_Written request_. In the listing below, copy the lines from the one containing "Target phrase = green tree" through the end of the listing, inclusive, with "gray cloud" changed to "storm cloud" and nothing else altered.

_Exercise inputs_.
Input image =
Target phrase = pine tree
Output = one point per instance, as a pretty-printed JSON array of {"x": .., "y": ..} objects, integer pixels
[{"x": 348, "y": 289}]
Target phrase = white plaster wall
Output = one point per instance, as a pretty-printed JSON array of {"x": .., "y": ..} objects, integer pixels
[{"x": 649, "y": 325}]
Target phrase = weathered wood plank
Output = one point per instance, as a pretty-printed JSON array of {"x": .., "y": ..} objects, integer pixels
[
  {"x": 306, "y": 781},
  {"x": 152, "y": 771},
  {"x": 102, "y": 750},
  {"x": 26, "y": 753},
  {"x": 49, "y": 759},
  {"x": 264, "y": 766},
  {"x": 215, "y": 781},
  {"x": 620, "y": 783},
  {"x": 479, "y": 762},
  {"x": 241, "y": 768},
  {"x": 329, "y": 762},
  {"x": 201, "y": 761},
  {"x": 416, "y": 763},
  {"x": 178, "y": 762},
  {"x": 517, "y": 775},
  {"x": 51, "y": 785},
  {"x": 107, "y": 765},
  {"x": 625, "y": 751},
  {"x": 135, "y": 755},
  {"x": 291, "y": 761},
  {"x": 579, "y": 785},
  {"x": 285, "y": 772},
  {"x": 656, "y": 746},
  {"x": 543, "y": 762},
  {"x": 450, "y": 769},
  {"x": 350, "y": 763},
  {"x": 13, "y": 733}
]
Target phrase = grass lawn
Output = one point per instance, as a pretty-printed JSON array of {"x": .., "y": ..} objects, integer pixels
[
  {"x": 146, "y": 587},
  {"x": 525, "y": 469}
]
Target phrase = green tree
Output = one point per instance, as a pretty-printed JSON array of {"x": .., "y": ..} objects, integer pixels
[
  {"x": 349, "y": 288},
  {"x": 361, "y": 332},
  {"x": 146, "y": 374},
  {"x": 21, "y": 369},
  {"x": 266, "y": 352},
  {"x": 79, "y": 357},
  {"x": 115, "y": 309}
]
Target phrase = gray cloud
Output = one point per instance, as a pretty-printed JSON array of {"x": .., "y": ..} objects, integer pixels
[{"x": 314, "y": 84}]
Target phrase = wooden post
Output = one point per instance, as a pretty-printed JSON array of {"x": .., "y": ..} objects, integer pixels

_Worked solution_.
Target phrase = green tree
Output = one point per instance, as a pretty-printed JSON array of {"x": .., "y": ..} objects, integer pixels
[
  {"x": 349, "y": 288},
  {"x": 361, "y": 332},
  {"x": 146, "y": 374},
  {"x": 21, "y": 369},
  {"x": 266, "y": 352},
  {"x": 79, "y": 357},
  {"x": 115, "y": 309}
]
Target phrase = storm cloud
Output = one point per instance, as a pretty-printed JSON array of {"x": .., "y": ..} objects, integer pixels
[{"x": 314, "y": 84}]
Target phrase = wooden post
Output = one point per instance, as a pretty-printed JSON array of {"x": .., "y": ..} objects, integer pixels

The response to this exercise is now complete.